QUOTED PASSAGE:
--
Despite being the shortest route between western China and Europe, many logistical barriers stand in the way of the Middle corridor becoming a success. First, trade movements take longer due to the transshipments from train to ships at the Caspian and Black Sea. Transits through multiple small countries that have yet to synchronize and harmonize their import and export procedures add to difficulties.
Second, regional instability in the South Caucasus and Georgia’s own problems can discourage investments and slow progress. The ongoing conflict between Armenia and Azerbaijan, Russian occupation of Georgian territory and instability in Afghanistan are all sources of volatility. The conflict between Georgia’s neighbors and their allies – Armenia backed by Iran and Russia is set against Azerbaijan supported by Turkey and Israel – remains deadlocked, despite US and EU mediation attempts in May 2023.
Finally, prospects for the success of the Middle Corridor depend on whether the stalled Anaklia Port Project can be brought to life. Considered the only location for a new deep seaport on the eastern Black Sea, it could be a game-changer by increasing trade capacity to create a viable route. Plans from a US-Georgian consortium remain stalled due to pressure on Georgian elites from Russian interests objecting that a deep sea port could host NATO ships and compete with Novorossiysk port in southern Russia.
Obstacles remain significant. But diversifying trade routes away from Russia is now of strong interest to corporates and to regional and external government stakeholders. Georgia and neighboring states have ramped up inter-state cooperation since Russia’s assault on Ukraine and signed memorandums on railway cooperation and trade facilitation. In March 2022, Georgia, Azerbaijan, Turkey and Kazakhstan produced a quadrilateral statement on the need to develop the Trans-Caspian International Transport Corridor (TCITC), also known as the Middle Corridor.
--
DATA SEGMENT:
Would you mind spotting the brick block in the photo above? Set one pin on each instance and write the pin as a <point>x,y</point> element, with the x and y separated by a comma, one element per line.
--
WHAT TO DO:
1. Condense the paragraph of the Middle Corridor passage that begins "Finally, prospects for the success" into a shorter paragraph that keeps its main facts.
2. Transcribe the Middle Corridor passage from "Obstacles remain significant." to "the Middle Corridor.".

TASK SOLUTIONS:
1. The Middle Corridor's success depends on reviving the stalled Anaklia Port Project. Anaklia is considered the only site for a new deep seaport on the eastern Black Sea, and it could raise trade capacity enough to make the route viable. A US-Georgian consortium's plans remain stalled because Russian interests pressure Georgian elites. Those interests object that the port could host NATO ships and compete with Novorossiysk port in southern Russia.

2.
Obstacles remain significant. But diversifying trade routes away from Russia is now of strong interest to corporates and to regional and external government stakeholders. Georgia and neighboring states have ramped up inter-state cooperation since Russia’s assault on Ukraine and signed memorandums on railway cooperation and trade facilitation. In March 2022, Georgia, Azerbaijan, Turkey and Kazakhstan produced a quadrilateral statement on the need to develop the Trans-Caspian International Transport Corridor (TCITC), also known as the Middle Corridor.